Reproduce exactly the lines beginning with the line that contains "TARGET = gray baseball jersey" and ending at the final line of the material below.

## Exercise materials
----

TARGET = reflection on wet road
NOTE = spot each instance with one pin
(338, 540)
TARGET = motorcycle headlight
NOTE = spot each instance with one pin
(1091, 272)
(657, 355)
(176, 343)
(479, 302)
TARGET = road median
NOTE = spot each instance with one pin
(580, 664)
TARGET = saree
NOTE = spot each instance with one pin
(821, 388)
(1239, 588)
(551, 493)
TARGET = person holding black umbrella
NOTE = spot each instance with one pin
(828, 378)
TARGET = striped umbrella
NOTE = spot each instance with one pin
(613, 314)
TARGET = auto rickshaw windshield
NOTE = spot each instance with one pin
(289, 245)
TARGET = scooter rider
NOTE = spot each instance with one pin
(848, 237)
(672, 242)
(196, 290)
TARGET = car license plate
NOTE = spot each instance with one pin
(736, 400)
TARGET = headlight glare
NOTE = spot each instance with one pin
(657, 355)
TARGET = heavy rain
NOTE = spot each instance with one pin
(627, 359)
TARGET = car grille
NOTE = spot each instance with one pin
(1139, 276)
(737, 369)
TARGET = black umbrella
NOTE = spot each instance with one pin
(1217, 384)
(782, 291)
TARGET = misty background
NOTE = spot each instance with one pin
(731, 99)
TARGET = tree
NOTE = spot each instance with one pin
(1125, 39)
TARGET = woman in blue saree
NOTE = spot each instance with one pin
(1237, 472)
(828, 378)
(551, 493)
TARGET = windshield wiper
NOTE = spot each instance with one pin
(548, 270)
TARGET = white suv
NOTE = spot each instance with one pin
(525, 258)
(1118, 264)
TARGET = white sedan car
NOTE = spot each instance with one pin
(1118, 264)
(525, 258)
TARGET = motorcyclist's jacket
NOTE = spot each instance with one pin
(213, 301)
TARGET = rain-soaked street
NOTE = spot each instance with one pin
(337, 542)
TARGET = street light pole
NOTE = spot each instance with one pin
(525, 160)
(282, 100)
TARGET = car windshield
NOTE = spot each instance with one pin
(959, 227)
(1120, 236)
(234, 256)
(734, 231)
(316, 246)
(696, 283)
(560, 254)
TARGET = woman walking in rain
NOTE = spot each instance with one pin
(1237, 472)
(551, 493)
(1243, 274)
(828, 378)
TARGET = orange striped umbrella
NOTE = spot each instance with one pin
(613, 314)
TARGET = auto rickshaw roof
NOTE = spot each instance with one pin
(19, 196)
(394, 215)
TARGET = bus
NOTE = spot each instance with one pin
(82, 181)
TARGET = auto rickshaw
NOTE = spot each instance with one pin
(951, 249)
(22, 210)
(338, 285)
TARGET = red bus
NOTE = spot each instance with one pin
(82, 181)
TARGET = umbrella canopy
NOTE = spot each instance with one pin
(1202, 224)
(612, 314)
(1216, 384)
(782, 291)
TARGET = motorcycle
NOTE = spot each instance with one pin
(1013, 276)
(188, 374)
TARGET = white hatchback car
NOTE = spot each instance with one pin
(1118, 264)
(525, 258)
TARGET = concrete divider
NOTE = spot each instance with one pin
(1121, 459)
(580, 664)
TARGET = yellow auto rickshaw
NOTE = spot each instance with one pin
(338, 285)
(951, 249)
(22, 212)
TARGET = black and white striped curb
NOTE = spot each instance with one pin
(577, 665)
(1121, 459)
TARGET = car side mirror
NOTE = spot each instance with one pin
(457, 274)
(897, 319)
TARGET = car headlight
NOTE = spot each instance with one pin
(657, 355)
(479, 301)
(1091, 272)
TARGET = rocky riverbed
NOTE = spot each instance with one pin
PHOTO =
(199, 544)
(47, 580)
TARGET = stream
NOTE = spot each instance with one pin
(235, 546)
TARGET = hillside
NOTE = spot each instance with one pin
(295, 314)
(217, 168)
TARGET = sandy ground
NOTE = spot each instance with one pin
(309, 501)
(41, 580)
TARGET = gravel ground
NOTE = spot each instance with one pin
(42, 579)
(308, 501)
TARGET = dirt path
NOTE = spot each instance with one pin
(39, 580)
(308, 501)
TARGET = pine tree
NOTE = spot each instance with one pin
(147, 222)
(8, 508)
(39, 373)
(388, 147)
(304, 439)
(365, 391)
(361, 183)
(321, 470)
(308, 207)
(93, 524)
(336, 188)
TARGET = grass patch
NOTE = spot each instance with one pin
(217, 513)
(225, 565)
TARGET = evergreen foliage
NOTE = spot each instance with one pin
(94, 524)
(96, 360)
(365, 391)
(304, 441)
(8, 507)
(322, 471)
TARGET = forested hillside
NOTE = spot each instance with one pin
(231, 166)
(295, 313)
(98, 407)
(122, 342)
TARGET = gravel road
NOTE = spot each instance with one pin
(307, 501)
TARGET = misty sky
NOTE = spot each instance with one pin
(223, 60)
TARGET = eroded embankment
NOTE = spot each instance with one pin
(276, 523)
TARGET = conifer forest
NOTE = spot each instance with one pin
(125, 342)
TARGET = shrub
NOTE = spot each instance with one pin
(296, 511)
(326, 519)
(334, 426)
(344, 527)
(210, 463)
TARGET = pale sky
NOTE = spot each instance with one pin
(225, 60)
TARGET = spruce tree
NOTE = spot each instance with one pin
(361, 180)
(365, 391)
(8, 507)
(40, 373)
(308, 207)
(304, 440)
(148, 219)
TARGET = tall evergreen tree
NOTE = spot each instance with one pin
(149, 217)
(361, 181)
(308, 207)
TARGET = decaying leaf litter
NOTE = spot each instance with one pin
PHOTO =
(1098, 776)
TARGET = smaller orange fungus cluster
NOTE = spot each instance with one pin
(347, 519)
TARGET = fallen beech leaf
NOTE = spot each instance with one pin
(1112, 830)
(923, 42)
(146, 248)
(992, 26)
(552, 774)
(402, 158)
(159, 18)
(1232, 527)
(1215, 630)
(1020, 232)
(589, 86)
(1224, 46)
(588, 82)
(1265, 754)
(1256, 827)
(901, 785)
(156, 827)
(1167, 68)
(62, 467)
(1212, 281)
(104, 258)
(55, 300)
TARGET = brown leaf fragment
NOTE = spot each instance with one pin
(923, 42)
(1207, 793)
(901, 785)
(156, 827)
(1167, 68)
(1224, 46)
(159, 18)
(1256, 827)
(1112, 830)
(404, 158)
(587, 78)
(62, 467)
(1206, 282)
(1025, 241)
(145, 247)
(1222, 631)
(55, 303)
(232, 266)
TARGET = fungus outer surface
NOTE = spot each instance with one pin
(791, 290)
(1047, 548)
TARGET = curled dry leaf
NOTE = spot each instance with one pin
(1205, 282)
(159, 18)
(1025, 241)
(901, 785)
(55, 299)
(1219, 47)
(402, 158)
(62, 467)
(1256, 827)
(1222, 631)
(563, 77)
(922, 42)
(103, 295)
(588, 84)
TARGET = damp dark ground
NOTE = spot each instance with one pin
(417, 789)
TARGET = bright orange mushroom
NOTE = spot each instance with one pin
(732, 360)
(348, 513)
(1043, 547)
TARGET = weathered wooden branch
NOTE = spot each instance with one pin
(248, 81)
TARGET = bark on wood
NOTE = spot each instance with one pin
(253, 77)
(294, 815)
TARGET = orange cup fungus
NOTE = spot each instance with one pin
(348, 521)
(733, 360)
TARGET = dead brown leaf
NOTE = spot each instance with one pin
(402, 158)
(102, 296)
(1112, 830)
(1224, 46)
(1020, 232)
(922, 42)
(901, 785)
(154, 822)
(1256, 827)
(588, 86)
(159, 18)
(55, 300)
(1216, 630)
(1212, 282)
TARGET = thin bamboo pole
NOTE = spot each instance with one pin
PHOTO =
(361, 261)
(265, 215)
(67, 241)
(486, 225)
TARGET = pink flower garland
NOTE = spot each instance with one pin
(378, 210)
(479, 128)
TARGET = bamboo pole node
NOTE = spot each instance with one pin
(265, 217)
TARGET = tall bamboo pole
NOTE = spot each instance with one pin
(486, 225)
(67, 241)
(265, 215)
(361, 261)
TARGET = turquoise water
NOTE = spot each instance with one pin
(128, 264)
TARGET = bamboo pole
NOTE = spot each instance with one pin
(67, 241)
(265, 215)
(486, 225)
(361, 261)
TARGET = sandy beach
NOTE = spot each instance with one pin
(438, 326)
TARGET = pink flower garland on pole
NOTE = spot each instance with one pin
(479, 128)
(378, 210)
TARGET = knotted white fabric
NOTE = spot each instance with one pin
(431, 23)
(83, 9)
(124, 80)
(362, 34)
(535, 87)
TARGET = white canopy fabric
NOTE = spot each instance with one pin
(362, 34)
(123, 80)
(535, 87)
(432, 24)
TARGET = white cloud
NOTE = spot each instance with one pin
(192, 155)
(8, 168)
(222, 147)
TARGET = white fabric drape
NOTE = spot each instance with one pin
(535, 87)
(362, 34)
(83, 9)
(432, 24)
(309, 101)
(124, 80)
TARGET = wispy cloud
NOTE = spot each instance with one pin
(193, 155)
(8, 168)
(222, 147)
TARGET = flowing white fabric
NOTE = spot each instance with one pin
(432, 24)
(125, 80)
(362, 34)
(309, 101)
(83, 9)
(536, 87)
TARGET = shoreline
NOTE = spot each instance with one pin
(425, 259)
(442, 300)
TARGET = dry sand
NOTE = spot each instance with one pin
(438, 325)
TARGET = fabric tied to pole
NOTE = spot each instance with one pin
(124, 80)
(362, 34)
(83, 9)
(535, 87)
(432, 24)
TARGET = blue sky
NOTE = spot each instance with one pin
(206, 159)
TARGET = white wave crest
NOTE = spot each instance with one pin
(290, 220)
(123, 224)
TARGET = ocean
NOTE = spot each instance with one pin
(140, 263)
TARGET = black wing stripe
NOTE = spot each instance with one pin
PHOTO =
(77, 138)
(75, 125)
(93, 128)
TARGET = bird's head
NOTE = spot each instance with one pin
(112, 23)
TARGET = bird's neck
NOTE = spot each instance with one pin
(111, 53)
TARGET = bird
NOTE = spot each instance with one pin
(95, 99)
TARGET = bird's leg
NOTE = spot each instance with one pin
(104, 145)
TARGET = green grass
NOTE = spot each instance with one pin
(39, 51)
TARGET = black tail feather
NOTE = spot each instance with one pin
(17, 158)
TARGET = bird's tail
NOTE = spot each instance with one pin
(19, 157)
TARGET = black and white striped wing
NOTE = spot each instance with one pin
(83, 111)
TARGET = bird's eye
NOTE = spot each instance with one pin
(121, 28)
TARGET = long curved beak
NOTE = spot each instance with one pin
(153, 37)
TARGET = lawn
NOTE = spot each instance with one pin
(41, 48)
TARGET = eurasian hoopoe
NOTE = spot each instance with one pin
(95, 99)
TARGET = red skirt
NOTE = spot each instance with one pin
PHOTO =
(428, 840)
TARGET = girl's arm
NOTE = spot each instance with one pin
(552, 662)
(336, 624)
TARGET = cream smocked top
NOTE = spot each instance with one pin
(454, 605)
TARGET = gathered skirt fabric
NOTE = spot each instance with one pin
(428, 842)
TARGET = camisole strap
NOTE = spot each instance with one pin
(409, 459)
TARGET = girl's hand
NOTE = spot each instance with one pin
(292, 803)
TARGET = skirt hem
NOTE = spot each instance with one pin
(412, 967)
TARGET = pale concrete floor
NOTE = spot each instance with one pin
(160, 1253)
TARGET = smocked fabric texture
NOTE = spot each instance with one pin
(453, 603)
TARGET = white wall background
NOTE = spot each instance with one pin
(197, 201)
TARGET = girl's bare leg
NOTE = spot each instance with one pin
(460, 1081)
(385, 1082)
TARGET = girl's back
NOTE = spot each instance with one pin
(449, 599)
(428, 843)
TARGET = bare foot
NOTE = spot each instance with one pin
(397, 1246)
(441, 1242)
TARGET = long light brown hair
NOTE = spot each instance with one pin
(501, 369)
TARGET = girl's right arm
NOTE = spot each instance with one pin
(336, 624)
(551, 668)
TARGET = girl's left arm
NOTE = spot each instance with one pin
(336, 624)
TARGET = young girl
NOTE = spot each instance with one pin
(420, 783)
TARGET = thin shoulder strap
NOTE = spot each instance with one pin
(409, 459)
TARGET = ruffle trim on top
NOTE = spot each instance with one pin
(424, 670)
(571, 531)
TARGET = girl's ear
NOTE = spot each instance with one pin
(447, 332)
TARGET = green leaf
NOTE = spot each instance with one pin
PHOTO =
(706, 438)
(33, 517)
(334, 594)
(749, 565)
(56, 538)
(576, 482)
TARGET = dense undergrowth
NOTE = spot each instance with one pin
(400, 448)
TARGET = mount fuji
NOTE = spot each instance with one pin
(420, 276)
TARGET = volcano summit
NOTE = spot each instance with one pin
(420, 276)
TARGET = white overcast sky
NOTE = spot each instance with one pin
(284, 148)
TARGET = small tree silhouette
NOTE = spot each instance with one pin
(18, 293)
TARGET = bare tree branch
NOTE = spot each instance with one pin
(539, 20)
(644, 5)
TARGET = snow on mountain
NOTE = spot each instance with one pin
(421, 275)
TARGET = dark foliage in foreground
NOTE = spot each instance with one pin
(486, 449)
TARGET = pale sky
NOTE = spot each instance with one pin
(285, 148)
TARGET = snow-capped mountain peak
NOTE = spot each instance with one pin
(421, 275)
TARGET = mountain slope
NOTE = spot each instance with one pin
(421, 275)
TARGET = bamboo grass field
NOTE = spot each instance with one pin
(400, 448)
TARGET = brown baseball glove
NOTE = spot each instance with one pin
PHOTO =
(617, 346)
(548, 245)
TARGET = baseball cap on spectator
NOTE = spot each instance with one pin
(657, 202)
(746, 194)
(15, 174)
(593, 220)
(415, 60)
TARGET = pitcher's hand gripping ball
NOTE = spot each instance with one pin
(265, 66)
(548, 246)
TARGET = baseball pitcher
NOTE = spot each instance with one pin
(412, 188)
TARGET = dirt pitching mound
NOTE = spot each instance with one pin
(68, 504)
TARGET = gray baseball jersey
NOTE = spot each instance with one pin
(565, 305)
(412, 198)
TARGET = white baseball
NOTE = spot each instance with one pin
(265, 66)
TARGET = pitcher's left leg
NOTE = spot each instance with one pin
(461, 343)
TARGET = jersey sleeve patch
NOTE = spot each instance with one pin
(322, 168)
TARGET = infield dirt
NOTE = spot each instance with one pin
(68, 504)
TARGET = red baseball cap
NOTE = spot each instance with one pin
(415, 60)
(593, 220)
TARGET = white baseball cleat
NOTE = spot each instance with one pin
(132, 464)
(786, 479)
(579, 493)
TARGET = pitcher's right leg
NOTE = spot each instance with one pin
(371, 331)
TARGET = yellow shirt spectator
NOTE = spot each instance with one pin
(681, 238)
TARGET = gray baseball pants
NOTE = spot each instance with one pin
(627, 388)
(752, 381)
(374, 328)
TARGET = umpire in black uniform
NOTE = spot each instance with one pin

----

## Written solution
TARGET = gray baseball jersey
NOTE = spot each instance with one pin
(565, 305)
(412, 198)
TARGET = white baseball
NOTE = spot each instance with one pin
(265, 66)
TARGET = pitcher's left leg
NOTE = spot each instance with one pin
(461, 343)
TARGET = jersey sleeve patch
NOTE = spot each instance with one pin
(322, 168)
TARGET = infield dirt
NOTE = spot each instance with one pin
(68, 504)
TARGET = red baseball cap
NOTE = spot each instance with one pin
(415, 60)
(593, 220)
TARGET = white baseball cleat
NOTE = spot each instance with one pin
(132, 464)
(786, 479)
(579, 493)
TARGET = pitcher's right leg
NOTE = spot each instance with one pin
(371, 331)
TARGET = yellow shirt spectator
NOTE = spot each instance with one pin
(681, 238)
TARGET = gray baseball pants
NOTE = spot each instance with one pin
(627, 388)
(752, 381)
(374, 328)
TARGET = umpire in black uniform
NOTE = spot each instance with one pin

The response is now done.